Directions =
1. List, in order of appearance and including any repeats, every web address beginning with "http://" in the news item below.
2. Reproduce the passage of the news item below verbatim, starting at "by Ramzy Baroud" and ending at "his expired Presidency.".

═══ Source document ═══

[News] Palestine’s Crisis of Leadership: Did Abbas Destroy Palestinian Democracy?

Anti-Imperialist News news at freedomarchives.org
Fri Sep 4 14:57:02 EDT 2015


September 4, 2015


  Palestine’s Crisis of Leadership: Did Abbas Destroy Palestinian
  Democracy?
  <http://www.counterpunch.org/2015/09/04/palestines-crisis-of-leadership-did-abbas-destroy-palestinian-democracy/>

by Ramzy Baroud <http://www.counterpunch.org/author/ramzy-baroud/>

*http://www.counterpunch.org/2015/09/04/palestines-crisis-of-leadership-did-abbas-destroy-palestinian-democracy/* 


The crisis of leadership throughout Palestinian history did not start 
with Mahmoud Abbas and will, regrettably, be unlikely to end with his 
departure. Although Abbas has, perhaps, done more damage to the 
credibility of the Palestinian leadership than any other leader in the 
past, he is also a by-product of a process of political fraud that 
started much earlier than his expired Presidency.

═══ Provided data ═══

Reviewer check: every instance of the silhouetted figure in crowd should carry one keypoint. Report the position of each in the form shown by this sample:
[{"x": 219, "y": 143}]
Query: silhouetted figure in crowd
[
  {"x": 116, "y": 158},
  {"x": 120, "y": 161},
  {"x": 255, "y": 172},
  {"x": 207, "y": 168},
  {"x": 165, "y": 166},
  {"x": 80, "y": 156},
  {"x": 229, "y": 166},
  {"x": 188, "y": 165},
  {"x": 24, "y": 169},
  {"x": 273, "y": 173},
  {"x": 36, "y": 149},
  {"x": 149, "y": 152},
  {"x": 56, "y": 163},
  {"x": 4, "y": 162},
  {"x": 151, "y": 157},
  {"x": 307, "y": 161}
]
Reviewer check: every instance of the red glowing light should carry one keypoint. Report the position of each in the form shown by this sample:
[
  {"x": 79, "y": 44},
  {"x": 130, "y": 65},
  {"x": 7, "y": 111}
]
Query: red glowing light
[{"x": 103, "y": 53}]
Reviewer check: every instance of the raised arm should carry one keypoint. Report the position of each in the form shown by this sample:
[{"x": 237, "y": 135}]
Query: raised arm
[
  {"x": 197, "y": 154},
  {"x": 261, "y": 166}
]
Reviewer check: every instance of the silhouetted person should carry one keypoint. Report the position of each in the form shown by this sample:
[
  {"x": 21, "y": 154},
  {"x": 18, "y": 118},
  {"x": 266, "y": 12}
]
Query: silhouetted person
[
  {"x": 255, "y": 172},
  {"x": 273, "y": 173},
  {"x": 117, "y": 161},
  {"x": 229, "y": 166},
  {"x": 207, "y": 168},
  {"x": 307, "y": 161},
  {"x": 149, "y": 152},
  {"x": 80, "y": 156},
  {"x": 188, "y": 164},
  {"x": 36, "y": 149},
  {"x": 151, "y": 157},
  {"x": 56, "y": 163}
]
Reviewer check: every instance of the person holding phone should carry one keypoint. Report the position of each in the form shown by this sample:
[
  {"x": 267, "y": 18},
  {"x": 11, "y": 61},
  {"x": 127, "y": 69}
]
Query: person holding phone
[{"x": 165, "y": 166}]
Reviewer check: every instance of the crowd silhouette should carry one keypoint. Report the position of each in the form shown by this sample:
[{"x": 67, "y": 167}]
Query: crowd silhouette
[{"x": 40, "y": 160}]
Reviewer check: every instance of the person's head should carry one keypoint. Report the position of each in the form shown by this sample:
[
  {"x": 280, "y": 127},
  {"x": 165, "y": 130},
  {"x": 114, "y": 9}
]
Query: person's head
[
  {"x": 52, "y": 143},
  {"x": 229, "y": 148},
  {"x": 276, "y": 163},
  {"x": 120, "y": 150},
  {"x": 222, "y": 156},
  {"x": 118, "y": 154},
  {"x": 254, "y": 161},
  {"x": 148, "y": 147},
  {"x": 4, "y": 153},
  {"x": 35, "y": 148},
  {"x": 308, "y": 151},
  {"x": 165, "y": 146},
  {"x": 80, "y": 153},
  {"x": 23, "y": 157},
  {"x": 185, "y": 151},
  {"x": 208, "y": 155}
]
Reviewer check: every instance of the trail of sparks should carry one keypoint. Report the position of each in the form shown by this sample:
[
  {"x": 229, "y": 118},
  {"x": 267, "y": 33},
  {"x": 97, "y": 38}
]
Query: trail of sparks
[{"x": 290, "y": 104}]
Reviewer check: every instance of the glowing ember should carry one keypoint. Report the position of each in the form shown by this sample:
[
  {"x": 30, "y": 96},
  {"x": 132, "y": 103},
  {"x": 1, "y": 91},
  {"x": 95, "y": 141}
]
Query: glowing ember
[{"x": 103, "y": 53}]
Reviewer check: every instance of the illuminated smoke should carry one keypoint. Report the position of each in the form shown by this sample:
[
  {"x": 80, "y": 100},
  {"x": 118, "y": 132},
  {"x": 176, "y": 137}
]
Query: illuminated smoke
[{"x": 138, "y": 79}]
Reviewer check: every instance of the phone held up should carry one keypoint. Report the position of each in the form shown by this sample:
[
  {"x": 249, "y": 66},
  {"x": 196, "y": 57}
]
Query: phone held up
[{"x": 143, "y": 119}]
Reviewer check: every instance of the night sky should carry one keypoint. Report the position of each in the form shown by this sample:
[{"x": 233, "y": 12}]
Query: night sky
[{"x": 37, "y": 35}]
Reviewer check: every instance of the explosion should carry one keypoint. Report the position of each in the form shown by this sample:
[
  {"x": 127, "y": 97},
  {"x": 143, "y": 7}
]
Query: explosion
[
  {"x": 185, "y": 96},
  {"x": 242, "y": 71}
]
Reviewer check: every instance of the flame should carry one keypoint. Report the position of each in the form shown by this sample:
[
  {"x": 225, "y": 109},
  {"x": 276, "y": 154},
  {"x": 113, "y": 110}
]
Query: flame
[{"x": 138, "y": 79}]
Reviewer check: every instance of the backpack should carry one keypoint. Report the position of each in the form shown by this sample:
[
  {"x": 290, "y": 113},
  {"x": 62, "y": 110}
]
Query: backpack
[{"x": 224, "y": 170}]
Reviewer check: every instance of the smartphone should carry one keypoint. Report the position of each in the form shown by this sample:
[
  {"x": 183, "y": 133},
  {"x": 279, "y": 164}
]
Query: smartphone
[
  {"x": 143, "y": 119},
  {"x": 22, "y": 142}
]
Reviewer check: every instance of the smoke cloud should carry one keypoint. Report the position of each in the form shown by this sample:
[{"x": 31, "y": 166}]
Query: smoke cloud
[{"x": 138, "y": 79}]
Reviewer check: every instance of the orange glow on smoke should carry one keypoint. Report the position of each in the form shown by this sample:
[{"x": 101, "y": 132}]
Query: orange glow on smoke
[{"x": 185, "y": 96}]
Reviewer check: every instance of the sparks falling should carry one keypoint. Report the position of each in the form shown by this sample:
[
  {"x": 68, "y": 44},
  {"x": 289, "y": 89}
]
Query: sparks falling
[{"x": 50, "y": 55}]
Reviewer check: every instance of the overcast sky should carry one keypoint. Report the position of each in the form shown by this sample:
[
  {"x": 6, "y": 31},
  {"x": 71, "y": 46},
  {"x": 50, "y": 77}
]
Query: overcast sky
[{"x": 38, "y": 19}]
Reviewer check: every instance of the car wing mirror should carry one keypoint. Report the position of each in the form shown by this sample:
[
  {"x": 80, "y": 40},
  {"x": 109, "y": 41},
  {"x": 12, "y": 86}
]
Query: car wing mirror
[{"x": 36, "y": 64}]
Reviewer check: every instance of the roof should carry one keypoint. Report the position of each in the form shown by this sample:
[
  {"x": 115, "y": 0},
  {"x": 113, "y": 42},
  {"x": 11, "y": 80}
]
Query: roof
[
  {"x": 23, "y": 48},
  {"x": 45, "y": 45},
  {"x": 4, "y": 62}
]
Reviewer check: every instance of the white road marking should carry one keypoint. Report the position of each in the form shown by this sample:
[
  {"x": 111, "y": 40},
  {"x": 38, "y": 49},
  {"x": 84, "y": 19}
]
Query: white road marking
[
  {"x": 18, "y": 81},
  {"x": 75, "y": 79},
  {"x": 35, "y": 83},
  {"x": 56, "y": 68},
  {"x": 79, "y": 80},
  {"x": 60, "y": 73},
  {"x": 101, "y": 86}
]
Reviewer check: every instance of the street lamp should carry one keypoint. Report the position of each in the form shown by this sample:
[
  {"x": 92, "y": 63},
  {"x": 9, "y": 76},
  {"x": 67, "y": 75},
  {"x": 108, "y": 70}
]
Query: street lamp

═══

Solutions =
1.
http://www.counterpunch.org/2015/09/04/palestines-crisis-of-leadership-did-abbas-destroy-palestinian-democracy/
http://www.counterpunch.org/author/ramzy-baroud/
http://www.counterpunch.org/2015/09/04/palestines-crisis-of-leadership-did-abbas-destroy-palestinian-democracy/

2.
by Ramzy Baroud <http://www.counterpunch.org/author/ramzy-baroud/>

*http://www.counterpunch.org/2015/09/04/palestines-crisis-of-leadership-did-abbas-destroy-palestinian-democracy/* 


The crisis of leadership throughout Palestinian history did not start 
with Mahmoud Abbas and will, regrettably, be unlikely to end with his 
departure. Although Abbas has, perhaps, done more damage to the 
credibility of the Palestinian leadership than any other leader in the 
past, he is also a by-product of a process of political fraud that 
started much earlier than his expired Presidency.